• [EXERCISE A] Can you update the passage on composite restorations from "The enamel layer" up to and including "polished (Figure 7).", with "occlusion" changed to "bite"?
• [EXERCISE B] How would the passage on composite restorations continue? Write what comes next after its last sentence.

• [TEXT SHOWN]

######

If the other teeth in the arch have occlusal pit-and-fissure stains, these stains can easily be duplicated using Kerr Kolor+Plus, Optident Enamel Plus HFO stain kit, or Coltene Whaledent Paint on Color. In this case, using the tip of an explorer, Kerr Kolor+Plus Ochre was placed on to the dentin shade composite and pulled to resemble a pit-and-fissure stain. The stain was then photopolymerized.
The final step of composite placement is using a translucent enamel shade (eg, Kerr Herculite Ultra Light Incisal Nanohybrid Composite Restorative; Ivoclar Vivadent’s Tetric EvoCeram, or 3M ESPE’s Supreme Plus) (Figure 5). This translucent enamel shade allows the color that has been built from within the tooth to add warm color to the restored tooth without looking like the restoration has been “painted” onto the surface of the tooth.
The enamel layer is shaped using composite hand instruments and is photopolymerized (Figure 6). The occlusion may now be checked using a marking paper and adjusted using smooth diamonds and multifluted carbide burs. After the occlusion has been adjusted and no interferences remain, the final restoration may be polished (Figure 7).
Flowable Base Possibilities for Posterior Composites
The use of a flowable base to relieve the internal stress generated during the curing process has been effective at eliminating posttreatment sensitivity of posterior composite restorations. The most common flowable base used under photopolymerized composite resins is glass-ionomer cement.19 This material is very biocompatible and is easy to use. The material is best placed in a small disposable syringe and introduced into the floor of the prepared cavity. It can be very easily shaped using a condenser to provide a level floor for the composite restoration. An alternative technique is to almost fill the cavity preparation with glass-ionomer cement and then use a high-speed rotary instrument to reshape the cavity preparation.31 The cement is light-cured and is ready for the incremental layering technique of the composite resin.
As it polymerizes, glass-ionomer cement develops a chemical adhesion to dentin. The glass-ionomer cement seals the open dentin tubules and prevents the hydrodynamic pressure that is the source of tooth sensitivity following composite placement.
Conventional bis-GMA flowable composites have been used for many years to base out deep portions of large composite restorations. Filtek Supreme Plus Flow, 3M-ESPE; FlowTEC, Benco Dental; Heliomolar Flow, Ivoclar and Unifil Flow, GC America are flowable composites that may be used as flowable liners under large composite restorations.

######

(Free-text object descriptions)
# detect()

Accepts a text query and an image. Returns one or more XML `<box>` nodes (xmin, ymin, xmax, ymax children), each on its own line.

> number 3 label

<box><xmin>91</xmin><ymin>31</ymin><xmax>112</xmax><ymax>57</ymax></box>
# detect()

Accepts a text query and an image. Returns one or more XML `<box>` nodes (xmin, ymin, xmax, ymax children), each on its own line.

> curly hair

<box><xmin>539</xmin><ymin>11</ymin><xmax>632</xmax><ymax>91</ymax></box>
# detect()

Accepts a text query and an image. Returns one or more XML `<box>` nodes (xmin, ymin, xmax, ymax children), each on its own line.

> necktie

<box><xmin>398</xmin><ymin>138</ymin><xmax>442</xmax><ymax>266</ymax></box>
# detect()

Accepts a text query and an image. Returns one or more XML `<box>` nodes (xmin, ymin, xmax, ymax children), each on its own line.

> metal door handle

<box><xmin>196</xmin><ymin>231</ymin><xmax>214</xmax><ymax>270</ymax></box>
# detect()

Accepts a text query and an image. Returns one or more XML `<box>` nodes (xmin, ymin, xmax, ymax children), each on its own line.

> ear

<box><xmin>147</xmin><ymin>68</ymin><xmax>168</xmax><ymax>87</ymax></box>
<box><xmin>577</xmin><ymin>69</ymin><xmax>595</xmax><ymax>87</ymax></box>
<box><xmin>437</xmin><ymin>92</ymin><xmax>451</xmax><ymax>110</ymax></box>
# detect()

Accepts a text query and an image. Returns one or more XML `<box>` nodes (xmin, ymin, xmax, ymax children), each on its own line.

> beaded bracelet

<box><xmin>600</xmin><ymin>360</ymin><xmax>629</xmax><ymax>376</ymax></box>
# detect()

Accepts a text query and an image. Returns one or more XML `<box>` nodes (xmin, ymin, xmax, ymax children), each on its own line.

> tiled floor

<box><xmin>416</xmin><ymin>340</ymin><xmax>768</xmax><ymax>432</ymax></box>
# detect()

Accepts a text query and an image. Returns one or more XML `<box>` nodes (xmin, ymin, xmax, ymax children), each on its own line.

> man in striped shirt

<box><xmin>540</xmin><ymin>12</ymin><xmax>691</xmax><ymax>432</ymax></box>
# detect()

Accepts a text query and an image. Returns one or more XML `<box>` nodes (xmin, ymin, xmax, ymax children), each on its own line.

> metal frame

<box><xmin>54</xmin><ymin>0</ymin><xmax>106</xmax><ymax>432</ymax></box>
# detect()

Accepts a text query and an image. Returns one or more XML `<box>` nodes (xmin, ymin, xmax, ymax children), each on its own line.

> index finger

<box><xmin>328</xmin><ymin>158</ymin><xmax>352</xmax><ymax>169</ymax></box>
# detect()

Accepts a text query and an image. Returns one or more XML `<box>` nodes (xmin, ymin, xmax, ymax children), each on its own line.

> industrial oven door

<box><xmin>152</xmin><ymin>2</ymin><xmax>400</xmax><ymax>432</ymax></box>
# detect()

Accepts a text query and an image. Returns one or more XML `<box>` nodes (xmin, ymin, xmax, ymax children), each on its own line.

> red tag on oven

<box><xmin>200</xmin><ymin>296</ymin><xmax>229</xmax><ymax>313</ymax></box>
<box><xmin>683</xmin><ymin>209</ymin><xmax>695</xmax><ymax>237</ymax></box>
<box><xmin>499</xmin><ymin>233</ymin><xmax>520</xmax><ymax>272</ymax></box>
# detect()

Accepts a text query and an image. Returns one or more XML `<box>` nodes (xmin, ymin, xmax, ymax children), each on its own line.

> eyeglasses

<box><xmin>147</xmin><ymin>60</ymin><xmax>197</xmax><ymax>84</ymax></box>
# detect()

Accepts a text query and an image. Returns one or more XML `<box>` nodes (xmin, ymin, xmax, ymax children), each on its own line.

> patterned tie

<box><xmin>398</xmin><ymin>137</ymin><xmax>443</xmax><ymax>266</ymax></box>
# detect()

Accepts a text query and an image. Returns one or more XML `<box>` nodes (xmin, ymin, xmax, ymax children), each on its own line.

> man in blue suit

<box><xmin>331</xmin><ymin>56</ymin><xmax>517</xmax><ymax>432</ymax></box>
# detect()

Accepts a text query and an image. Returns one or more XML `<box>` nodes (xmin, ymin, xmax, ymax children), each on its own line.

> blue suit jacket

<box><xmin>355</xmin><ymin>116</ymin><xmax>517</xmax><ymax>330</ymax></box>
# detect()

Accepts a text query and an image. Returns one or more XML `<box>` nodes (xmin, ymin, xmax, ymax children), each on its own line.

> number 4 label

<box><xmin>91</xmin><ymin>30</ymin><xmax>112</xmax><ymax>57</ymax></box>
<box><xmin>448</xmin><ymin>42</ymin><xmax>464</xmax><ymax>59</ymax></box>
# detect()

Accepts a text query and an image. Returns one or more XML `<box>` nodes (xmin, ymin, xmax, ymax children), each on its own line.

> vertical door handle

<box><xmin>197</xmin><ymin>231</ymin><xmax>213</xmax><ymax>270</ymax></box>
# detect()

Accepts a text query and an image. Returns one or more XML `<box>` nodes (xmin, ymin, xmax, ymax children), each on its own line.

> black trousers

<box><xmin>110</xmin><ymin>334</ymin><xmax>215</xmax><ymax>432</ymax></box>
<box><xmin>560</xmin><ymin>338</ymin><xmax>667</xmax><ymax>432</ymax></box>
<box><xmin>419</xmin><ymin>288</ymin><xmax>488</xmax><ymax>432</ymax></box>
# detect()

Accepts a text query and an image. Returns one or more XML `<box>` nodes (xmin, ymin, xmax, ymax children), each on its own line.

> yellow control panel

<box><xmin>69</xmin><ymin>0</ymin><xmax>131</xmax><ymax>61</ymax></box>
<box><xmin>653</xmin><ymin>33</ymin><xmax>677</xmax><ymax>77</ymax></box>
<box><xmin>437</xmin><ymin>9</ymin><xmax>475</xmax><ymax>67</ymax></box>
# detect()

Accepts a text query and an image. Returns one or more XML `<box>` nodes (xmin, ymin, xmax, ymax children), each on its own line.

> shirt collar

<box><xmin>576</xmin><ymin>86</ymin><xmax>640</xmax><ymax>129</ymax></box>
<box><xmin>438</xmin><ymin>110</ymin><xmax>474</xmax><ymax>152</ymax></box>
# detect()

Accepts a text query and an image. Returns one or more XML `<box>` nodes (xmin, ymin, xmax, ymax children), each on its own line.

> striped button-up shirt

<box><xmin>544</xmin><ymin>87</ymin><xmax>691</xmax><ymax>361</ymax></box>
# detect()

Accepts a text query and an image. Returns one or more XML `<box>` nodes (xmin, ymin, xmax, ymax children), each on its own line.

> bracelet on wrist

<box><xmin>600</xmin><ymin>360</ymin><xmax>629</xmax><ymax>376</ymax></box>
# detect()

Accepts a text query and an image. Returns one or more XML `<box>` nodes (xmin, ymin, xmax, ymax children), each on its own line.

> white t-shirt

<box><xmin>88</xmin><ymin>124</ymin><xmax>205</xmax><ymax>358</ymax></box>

######

• [EXPECTED OUTPUT A]
The enamel layer is shaped using composite hand instruments and is photopolymerized (Figure 6). The bite may now be checked using a marking paper and adjusted using smooth diamonds and multifluted carbide burs. After the bite has been adjusted and no interferences remain, the final restoration may be polished (Figure 7).

• [EXPECTED OUTPUT B]
The Kerr Corporation also has a flowable composite that can be used as a base under conventional composite or be used to bulk fill and then become the final restoration. Vertise Flow is a self-etching, self-adhering, light-cured flowable composite. The tooth is prepared as usual, and is rinsed and dried. The composite is introduced into the cavity preparation at its deepest part. Then, using the provided Bond Activating Brush for optimal adhesion, the composite is brushed with moderate pressure for 15 to 20 seconds onto the entire surface of the prepared tooth right up to the cavosurface margin. The composite is thinned through brushing to approximately 0.5 mm. If being used as a flowable liner, it is then photopolymerized and then the tooth may be restored using the conventional layering technique. This composite is totally unique in its chemistry and its use and adaptation to the cavity preparation.
Because the composite is self-etching and self-adhering, it almost seems too easy to use. Upon completion of the cavity preparation, simply begin to place the restorative material into the cavity preparation. Except for a sealant restoration, where etching is indicated, there is no need to etch, rinse, place adhesive, etc. This is a great way to restore posterior teeth with direct-placement composite restorative material.
Curing Light (Photopolymerization) Induced Stress
The bis-GMA resin composite restorative materials are easy to place, manipulate, and finish. They are extremely biocompatible and they mimic the properties and esthetics of natural tooth enamel. The major disadvantage of this otherwise ideal restorative is the stress induced into the restoration upon photopolymerization.19 Bulk-filling cavity preparations with uncured bis-GMA composite restorative materials results in even greater photopolymerization-induced stress resulting from the volumetric shrinkage, reaction kinetics, and viscoelastic properties of the composite resin.32
Various techniques of photopolymerization have been evaluated to reduce the quantity of stress induced during the curing process. There have been a number of “soft start” protocols, pulse protocols, and the conventional full-intensity cure technique. These studies have shown that certain “soft start” and pulse protocols may reduce the final stress of the restoration by producing a modest decrease in final conversion of the composite.9
Managing the shrinkage/stress factor through a modified composite resin placement technique began as a result of the sensitivity noted in restorations placed with the bulk-fill technique. Many types of composite layering techniques have been developed in an attempt to dissipate the photopolymerization stress that may cause failure of otherwise properly placed posterior composite-resin restorations. The resulting shrinkage on polymerization consistently produced sensitive teeth after restoration with bis-GMA composites. The techniques used to fill posterior teeth that seem to reduce the shrinkage problem are the oblique incremental technique, the modified incremental technique,33 and the centripetal incremental insertion technique.34
Although newer composites have managed to reduce induced stress from photopolymerization shrinkage, the placement of a flowable liner such as glass ionomer, the use of an incremental restorative material placement technique, and careful use of the curing light are protocols that, when used properly, can ensure a restoration free of sensitivity.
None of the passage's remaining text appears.